Hari ini semakin sulit bagi kita untuk memungut tokoh bangsa sebagai figur teladan. Membangun karakter bangsa bisa dilakukan salah satunya dengan meniru tokoh teladan. India punya Mahatma Gandhi. Amerika punya Abraham Lincoln.
Menemukan tokoh teladan dan panutan kian sulit karena kini jejak digital dan kisah masa lalu banyak dieksploitasi untuk membongkar jejak kelam para pesohor di negeri ini. Eksploitasi dilakukan dengan intensi menghancurkan karakter orang lain sebagai lawan atau musuhnya.
Mereka mematutkan wajah diri sendiri dengan menghancurkan wajah orang lain. Atmosfer divide et impera dalam kehidupan berbangsa meruap pekat dalam selancar digital.
Media digital kita jenuh dengan argumentasi dan keculasan merangkai narasi yang mengagungkan seorang tokoh dan memburamkan jejak tokoh lain. Namun, ada juga tokoh yang tega dan sengaja membuat anak bangsa kecelik dalam merawat ingatan tokoh teladan. Dengan sadar dan tega mereka berantakkan bangunan karakter anak bangsa ini.
Media digital kita jenuh dengan argumentasi dan keculasan merangkai narasi yang mengagungkan seorang tokoh dan memburamkan jejak tokoh lain.

──────

> _TUGAS 1_: Salin bagian bacaan tentang tokoh teladan, mulai dari "Mereka mematutkan wajah" dan berakhir pada "anak bangsa ini.".
> _TUGAS 2_: Tuliskan lanjutan bacaan tentang sulitnya menemukan tokoh teladan, dimulai sesudah kalimat terakhirnya.
Catatan di bawah ini merupakan bahan tersendiri yang terpisah dari bacaan tentang tokoh teladan.

──────

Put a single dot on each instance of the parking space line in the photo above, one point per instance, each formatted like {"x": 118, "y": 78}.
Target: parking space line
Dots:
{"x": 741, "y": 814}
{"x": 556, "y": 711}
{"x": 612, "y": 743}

──────

> _JAWABAN YANG DIHARAPKAN 1_:
Mereka mematutkan wajah diri sendiri dengan menghancurkan wajah orang lain. Atmosfer divide et impera dalam kehidupan berbangsa meruap pekat dalam selancar digital.
Media digital kita jenuh dengan argumentasi dan keculasan merangkai narasi yang mengagungkan seorang tokoh dan memburamkan jejak tokoh lain. Namun, ada juga tokoh yang tega dan sengaja membuat anak bangsa kecelik dalam merawat ingatan tokoh teladan. Dengan sadar dan tega mereka berantakkan bangunan karakter anak bangsa ini.

> _JAWABAN YANG DIHARAPKAN 2_:
Kebiasan mengelabui
Kecelik itu kondisi seseorang yang salah menerka, salah menduga, salah memahami, dan salah mengerti tentang suatu ihwal yang telah dialami dalam durasi waktu yang wajar. Ketika di bulan Desember lalu tidak turun hujan, bisa dikatakan kita kecelik karena ada pemahaman bahwa di bulan Desember pasti banyak turun hujan.
Kondisi kecelik mengingatkan kita pada syair lagu ”Kapusan Janji” yang dinyanyikan mendiang Didi Kempot. Sebagian syair itu bertutur: ”Ningopo kowe janji/ Yen mung ngapusi?/ Ningopo kowe nong ati/ Yen mung ngelarani?/ Tresnamu uwis ilang/ Garing kegowo angin/ Yen ngerti koyo ngene/Kenal kowe ora pengin”.
(Mengapa engkau berjanji bila ujungnya hanya ingin berdusta? Mengapa engkau memikat hatiku bila ujungnya engkau hanya ingin menyakiti? Cinta dan kasihmu telah hilang, kering hilang terbawa angin. Kalau tahu seperti ini kenyataannya, aku tak ingin mengenalmu).
Penggalan lirik tembang itu persis menggambarkan rakyat Indonesia yang kecelik dengan akrobat penghadiran diri sejumlah tokoh dan pemimpin bangsa di hadapan rakyat. Kehadiran tokoh yang telah lama dianggap rakyat sebagai kesatria unggul atau negarawan tiba-tiba tanpa ragu hadir sebagai badut-badut kehidupan yang tega mengelabui rakyat dengan amat menyakitkan.
Dalamnya rasa sakit rakyat yang dikibuli para tokoh negeri ini tersirat pada bait ”Kapusan Janji” selanjutnya: ”Larane ati iki/Nganti kapan ora ngerti/Seprene ra ono wong/ Sing nambani/” (Tak ada yang tahu sampai kapan rasa sakit hati ini. Hingga kini tak ada yang peduli untuk mengobati rasa sakit hati ini).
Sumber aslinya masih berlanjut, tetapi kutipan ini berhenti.